**TESTO DI PARTENZA:**

Terrestre è un’elegia espositiva minimale di arie e acque, elementi fondamentali per la generazione della vita e la sopravvivenza organica del pianeta - e come tali disputati sin dalla tradizione filosofica presocratica - ma crescentemente in riduzione per quantità e qualità. Se per gli economisti classici del XVIII secolo progenitori del liberismo contemporaneo, come Adam Smith e David Ricardo, l’acqua e l’aria non avevano un valore monetario perché ritenute di quantità illimitate, Simeti allestisce in mostra una riflessione inquieta sulla precarietà dei due elementi. Traspare nei suoi collage un senso di spleen, generato da un’osservazione solo indiretta di cieli e acque, mediata da fragili ritagli fotografici di giornali, immagine forse di uno sguardo collettivo divenuto troppo miope per cogliere la nitida urgenza di arrestare la dispersione e l’impoverimento della vita.

**ESTRATTI DI DATI:**
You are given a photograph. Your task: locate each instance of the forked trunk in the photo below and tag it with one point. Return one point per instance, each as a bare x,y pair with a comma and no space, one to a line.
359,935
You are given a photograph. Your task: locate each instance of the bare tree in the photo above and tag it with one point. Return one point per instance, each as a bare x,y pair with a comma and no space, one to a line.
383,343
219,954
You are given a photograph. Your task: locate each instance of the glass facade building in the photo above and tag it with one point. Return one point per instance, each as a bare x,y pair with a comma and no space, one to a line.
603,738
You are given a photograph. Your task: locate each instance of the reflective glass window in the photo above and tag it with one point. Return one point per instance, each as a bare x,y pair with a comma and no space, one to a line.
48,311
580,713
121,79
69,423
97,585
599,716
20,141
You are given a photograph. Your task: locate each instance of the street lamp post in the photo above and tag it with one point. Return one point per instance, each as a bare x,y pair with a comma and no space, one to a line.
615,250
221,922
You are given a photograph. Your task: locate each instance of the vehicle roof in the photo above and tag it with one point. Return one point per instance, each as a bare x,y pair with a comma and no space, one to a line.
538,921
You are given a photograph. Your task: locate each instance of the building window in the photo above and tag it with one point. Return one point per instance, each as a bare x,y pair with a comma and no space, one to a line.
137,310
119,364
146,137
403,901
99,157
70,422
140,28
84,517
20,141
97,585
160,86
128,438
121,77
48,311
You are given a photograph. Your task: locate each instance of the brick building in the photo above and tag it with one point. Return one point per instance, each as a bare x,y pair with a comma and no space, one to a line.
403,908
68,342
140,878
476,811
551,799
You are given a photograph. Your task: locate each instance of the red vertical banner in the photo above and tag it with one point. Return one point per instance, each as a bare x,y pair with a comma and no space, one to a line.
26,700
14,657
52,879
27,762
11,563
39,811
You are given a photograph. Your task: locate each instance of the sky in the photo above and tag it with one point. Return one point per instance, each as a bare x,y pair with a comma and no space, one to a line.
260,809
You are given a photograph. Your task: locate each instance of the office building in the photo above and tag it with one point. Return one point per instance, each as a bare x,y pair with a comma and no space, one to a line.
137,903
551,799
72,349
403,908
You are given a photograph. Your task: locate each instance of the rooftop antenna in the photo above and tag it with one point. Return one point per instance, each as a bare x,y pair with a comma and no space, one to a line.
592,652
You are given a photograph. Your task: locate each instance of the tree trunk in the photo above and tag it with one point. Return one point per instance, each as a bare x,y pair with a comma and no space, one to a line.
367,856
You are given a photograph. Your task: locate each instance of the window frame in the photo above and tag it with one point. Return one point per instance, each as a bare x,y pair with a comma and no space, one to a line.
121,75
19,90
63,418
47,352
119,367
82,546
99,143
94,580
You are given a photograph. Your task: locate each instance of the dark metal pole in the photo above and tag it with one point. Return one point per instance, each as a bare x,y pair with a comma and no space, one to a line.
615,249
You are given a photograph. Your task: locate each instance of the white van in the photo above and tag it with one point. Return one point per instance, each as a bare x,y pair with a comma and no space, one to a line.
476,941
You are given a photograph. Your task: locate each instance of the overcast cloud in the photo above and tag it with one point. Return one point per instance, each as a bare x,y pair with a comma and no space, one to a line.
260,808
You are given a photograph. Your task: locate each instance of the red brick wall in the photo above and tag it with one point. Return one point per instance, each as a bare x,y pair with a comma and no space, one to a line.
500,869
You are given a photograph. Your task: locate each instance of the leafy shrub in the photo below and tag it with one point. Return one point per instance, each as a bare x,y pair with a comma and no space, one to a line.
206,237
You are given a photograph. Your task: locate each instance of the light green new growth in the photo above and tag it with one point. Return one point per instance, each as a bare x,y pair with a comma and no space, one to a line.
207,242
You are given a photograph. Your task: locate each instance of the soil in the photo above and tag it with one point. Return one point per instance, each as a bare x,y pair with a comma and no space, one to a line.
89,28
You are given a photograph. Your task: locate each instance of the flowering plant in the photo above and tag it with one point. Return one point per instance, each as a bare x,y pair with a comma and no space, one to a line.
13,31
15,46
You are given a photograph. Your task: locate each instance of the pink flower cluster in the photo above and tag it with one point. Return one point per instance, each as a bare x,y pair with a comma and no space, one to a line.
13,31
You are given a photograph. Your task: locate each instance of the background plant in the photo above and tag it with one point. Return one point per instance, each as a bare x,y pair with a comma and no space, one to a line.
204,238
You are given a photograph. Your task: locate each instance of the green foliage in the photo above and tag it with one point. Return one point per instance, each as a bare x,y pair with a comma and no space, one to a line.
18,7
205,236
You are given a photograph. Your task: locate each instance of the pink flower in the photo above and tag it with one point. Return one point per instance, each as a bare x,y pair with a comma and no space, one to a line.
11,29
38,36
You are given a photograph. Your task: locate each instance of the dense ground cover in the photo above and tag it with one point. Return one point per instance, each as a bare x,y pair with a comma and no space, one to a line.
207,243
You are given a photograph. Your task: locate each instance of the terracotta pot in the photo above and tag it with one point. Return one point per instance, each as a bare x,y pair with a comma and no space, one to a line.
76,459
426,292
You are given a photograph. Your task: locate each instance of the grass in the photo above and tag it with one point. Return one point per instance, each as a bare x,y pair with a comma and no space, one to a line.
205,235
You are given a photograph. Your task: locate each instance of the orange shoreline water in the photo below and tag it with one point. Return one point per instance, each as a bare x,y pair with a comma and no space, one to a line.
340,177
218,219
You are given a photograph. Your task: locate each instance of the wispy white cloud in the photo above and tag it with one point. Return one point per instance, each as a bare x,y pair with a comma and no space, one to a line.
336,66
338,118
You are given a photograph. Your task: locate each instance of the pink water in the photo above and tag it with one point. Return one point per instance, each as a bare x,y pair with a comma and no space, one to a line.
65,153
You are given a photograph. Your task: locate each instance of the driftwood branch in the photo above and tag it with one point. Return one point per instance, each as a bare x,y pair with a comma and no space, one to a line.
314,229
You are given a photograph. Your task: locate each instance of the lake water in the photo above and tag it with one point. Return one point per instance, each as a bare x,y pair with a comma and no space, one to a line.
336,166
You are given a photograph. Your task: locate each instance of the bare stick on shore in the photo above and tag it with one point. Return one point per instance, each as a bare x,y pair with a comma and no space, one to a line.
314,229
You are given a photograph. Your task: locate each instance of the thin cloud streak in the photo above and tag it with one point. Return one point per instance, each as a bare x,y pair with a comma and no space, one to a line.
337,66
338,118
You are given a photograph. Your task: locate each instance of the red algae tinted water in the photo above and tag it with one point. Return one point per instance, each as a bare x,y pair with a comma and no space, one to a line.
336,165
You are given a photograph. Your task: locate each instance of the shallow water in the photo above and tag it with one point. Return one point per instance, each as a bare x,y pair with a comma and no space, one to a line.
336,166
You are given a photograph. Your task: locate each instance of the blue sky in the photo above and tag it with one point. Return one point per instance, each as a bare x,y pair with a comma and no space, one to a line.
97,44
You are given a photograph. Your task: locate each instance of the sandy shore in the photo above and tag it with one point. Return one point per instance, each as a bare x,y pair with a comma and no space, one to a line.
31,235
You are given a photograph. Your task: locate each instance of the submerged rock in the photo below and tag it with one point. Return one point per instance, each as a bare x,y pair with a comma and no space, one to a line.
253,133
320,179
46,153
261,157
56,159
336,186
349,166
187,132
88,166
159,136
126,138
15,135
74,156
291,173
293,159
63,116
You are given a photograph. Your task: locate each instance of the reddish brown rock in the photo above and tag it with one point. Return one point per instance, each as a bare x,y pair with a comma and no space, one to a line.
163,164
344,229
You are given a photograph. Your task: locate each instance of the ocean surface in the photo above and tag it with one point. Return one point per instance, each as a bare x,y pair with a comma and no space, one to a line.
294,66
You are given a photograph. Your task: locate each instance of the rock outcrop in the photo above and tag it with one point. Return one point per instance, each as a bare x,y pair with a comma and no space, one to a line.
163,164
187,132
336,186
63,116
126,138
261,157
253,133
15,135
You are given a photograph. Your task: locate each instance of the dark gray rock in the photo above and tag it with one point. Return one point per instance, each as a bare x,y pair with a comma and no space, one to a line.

**IL QUESITO:** Riproduca fedelmente il passo del testo di partenza compreso tra "Terrestre è un’elegia" e "l’impoverimento della vita.", estremi inclusi. Le righe riportate non hanno alcun legame con il testo di partenza.

**RISULTATO DELL'ESERCIZIO:**
Terrestre è un’elegia espositiva minimale di arie e acque, elementi fondamentali per la generazione della vita e la sopravvivenza organica del pianeta - e come tali disputati sin dalla tradizione filosofica presocratica - ma crescentemente in riduzione per quantità e qualità. Se per gli economisti classici del XVIII secolo progenitori del liberismo contemporaneo, come Adam Smith e David Ricardo, l’acqua e l’aria non avevano un valore monetario perché ritenute di quantità illimitate, Simeti allestisce in mostra una riflessione inquieta sulla precarietà dei due elementi. Traspare nei suoi collage un senso di spleen, generato da un’osservazione solo indiretta di cieli e acque, mediata da fragili ritagli fotografici di giornali, immagine forse di uno sguardo collettivo divenuto troppo miope per cogliere la nitida urgenza di arrestare la dispersione e l’impoverimento della vita.